Document excerpt:
Friday, November 9, 2007

I Think My Cat is Dying


I think my cat, Jordan, is dying...

When I kicked him in the gut last night, as I like to do, he didn't respond with his normal ferocity and try to attack me, but instead sort of whimpered and spit up some blood.

Jordan, an orange tabby, is now roughly between the age of 10 and 20 years old. I bought him in college from a family who owned 13 snakes, 12 other cats, myriads of bird species, and a couple of dogs even Mike Vick would've shied away from. When I purchased him as a way to show my girlfriend how domesticated she could make me and brought him home - back to my dump of an apartment - I vowed to treat him like family. And, for the first week or 2 I did just that; feeding him and rubbing him behind the ears at least twice a week.

Jordan has been a mainstay in our family, even getting his own Christmas stocking and a food bowl. He's already outlasted another cat, the Misses, who passed on last year when her body gave way to some sort of cancer or starvation - the vet wasn't sure. Jordan likes us, I'm pretty sure, even though we've ignored the advice of his Vet to fix his cavity-filled teeth, get him medicine for his many cuts, and stop buying his food at Kwik Trip. Hey, it's $2 for a large box and the kitty on the box seems happy as all get out.

I know he likes me because he sleeps on my head at night. Sara thinks he's trying to suffocate me, as he sleeps with most of his body weight on my mouth, but I keep insisting he's only trying to keep me warm.

What you will do:
(A) Can you condense the paragraph of the post about Jordan the cat that begins "Jordan has been a mainstay" into a shorter version that keeps its main facts?
(B) Will you carry on the post about Jordan the cat from its last sentence?
You won't need any of the entries on this page.

Information shown:
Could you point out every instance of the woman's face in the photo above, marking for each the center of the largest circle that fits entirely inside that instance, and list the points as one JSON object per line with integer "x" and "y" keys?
---
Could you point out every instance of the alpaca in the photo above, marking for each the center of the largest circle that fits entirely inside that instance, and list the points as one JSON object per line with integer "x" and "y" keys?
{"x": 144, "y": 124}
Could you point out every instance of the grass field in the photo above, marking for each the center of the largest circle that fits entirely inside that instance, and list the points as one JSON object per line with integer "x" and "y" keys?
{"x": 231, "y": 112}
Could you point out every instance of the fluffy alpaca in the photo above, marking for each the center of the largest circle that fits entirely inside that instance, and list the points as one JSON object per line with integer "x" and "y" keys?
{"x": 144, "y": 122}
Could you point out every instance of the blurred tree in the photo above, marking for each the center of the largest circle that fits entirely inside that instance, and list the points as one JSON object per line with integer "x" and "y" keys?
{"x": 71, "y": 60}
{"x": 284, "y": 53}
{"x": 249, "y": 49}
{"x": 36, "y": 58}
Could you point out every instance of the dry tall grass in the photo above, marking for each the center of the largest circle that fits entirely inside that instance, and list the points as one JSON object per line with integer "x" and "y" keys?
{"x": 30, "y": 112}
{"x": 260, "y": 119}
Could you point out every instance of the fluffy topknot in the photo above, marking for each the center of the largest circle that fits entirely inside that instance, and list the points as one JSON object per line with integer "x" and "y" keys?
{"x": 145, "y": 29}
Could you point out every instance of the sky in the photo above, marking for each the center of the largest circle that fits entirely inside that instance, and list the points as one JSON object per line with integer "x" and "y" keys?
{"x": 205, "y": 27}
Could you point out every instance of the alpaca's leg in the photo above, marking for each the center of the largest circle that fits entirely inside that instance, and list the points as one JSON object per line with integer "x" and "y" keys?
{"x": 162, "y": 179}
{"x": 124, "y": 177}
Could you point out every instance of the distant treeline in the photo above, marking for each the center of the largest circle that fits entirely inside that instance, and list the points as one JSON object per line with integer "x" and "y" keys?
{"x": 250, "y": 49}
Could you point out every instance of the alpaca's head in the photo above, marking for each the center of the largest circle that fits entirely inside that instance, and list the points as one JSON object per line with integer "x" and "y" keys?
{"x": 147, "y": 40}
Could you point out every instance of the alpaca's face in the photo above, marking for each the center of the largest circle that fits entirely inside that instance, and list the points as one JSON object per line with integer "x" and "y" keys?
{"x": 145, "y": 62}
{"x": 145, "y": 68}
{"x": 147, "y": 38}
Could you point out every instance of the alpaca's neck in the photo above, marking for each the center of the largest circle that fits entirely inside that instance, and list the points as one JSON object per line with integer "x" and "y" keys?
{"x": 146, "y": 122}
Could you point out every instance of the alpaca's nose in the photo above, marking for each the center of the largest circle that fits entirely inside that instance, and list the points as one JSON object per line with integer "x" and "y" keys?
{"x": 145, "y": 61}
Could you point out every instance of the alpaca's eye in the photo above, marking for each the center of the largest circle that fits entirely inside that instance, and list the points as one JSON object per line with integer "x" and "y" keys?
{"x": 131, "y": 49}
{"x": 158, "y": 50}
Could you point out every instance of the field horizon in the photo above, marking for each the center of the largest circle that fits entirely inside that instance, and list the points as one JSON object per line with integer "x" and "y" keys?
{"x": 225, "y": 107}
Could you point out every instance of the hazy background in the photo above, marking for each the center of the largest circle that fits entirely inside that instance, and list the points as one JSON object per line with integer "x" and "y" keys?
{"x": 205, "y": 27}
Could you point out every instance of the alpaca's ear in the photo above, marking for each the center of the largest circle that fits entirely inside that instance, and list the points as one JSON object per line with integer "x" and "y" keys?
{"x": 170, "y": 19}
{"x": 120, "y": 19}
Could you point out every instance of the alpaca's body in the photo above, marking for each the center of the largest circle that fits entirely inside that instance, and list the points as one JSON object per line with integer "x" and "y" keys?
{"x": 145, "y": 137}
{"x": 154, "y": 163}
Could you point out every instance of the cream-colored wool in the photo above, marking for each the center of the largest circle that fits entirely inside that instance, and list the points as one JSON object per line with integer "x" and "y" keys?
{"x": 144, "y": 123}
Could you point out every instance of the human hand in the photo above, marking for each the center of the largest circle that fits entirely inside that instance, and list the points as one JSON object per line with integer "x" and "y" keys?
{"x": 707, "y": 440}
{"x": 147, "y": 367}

Responses to the tasks:
(A) Jordan is a fixture in the family, with his own Christmas stocking and food bowl. He has outlived the Misses, another cat, who died last year of either cancer or starvation; the vet wasn't sure which. The family believes Jordan likes them, even though they have ignored the vet's advice to fix his cavity-filled teeth, treat his many cuts, and stop buying his food at Kwik Trip. They keep buying it there because a large box costs $2 and the cat on the box looks happy.

(B)
In the past month or so, he seems to really be heading for that proverbial "hole in the gravel pit behind our Apple Valley House which I've already started to dig". He's stopped covering his own shit, leaving that for his younger sister of a cat, the Misses 2, to cover up. He's got some blood in his stool, which is probably just hemorrhoids or something benign. He's coughing up weird hair balls which don't have as much hair as before and seem to be made up of blood and stomach tissue. He's not eating well. I've tried to up his intake by feeding him a couple times a week, but he doesn't seem to want it.

When he goes, it's going to be sad. Not so much for me, but for him, as he'll be going through a lot of pain and won't be able to convey, at least in human form, what I could do to help him through it. "Meow, meow, meow," he'll whine, pleading with me to mercifully end his life, but I won't get it. I'll assume he's thanking me for leaving him alone all these years. I'm going to do what I think is best for him and let him decay slowly, as I know he wants to enjoy all the minutes he has left in this world, and when he really starts to fade away and smell like hell, I'll grant him his one last wish and throw him outside, to hunt, gather, and rot away in peace - for a few weeks on his own.

Good luck, Jordan... you'll need it.